Given exercise 1:
List every kind of bird the forum thread on wintering doves names.
Given exercise 2:
Reproduce the passage of the forum thread on wintering doves that starts with the words containing "I cover my flight" and ends with "what I have.".

Text provided:

------------

Ringneck Doves can tolerate the cold very well...but they cannot tolerate cold wind or a cold draft blowing on them. Cover the sides of your cage with 6 ml plastic sheeting. You may have to cut a couple of vent holes. You can get the plastic sheeting at The Home Depot.
http://www.homedepot.com/h_d1/N-5yc...splay?langId=-1&storeId=10051&catalogId=10053

Make sure the perches in the cage are flat and are at least 1 1/2" wide. On a flat perch the doves' toes will be covered by their feathers and kept warm. If you use round perches in the winter...the doves' toes will not be covered by their feathers during the freezing temperatures...and their toes may freeze and fall off. 

I keep my Ringneck and Diamond Doves...and Zebra Finches...outside in a loft which has attached flights...year round...with no supplemented heat. I do lock them up in the loft at night during cold weather. Here's are some pics of my loft and flights from last winter. I never used to cover the flights with plastic sheeting...but I am so glad I did last winter. I didn't have to shovel out the flights of all that snow! I will cover the flights for now on. 
http://thecoocoohouse.webs.com/apps/photos/photo?photoid=115058200
http://thecoocoohouse.webs.com/apps/photos/photo?photoid=115058202

Dawn


----------



## Msfreebird

OH...THANK YOU DOVES1111! I remembered there was someone in the northeast that had doves outside! It was YOU...I remember your loft 
I took in 2 Ringnecks that the wildlife center had. They were found by someone out on their front lawn looking for food last spring 
I had them in a cage in my isolation room and put them in my new Fantail loft last month. I was thinking I would have to bring them back inside for the winter, and I really didn't want to because they are so happy out there, and getting along fine with the fantails.
I cover my flight cages with plastic also for the winter. But I get the heavy gauge 'clear' plastic at Joanne's Fabric Store (comes in several gauges). I like it better....it's clear (like glass) so I can still see inside the flight cage from the house to check on the birds. It's a little more expensive than regular plastic (also more durable), it comes on 4 foot rolls and you buy it by the yard. I use the 40 or 50% OFF coupon in Joanne's flyer (or you can print the coupon from their website). Usually costs me about $30-$40 a year to cover what I have.
So I guess mine get to stay outside this winter!


----------



## Doves1111

Msfreebird said:


> OH...THANK YOU DOVES1111! I remembered there was someone in the northeast that had doves outside! It was YOU...I remember your loft
> I took in 2 Ringnecks that the wildlife center had. They were found by someone out on their front lawn looking for food last spring
> I had them in a cage in my isolation room and put them in my new Fantail loft last month. I was thinking I would have to bring them back inside for the winter, and I really didn't want to because they are so happy out there, and getting along fine with the fantails.

------------

Provided data:
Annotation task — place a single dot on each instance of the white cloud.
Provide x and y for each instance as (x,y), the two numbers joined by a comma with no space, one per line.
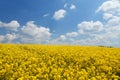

------------

Written solution 1:
Ringneck Doves, Diamond Doves, Zebra Finches, Fantails

Written solution 2:
I cover my flight cages with plastic also for the winter. But I get the heavy gauge 'clear' plastic at Joanne's Fabric Store (comes in several gauges). I like it better....it's clear (like glass) so I can still see inside the flight cage from the house to check on the birds. It's a little more expensive than regular plastic (also more durable), it comes on 4 foot rolls and you buy it by the yard. I use the 40 or 50% OFF coupon in Joanne's flyer (or you can print the coupon from their website). Usually costs me about $30-$40 a year to cover what I have.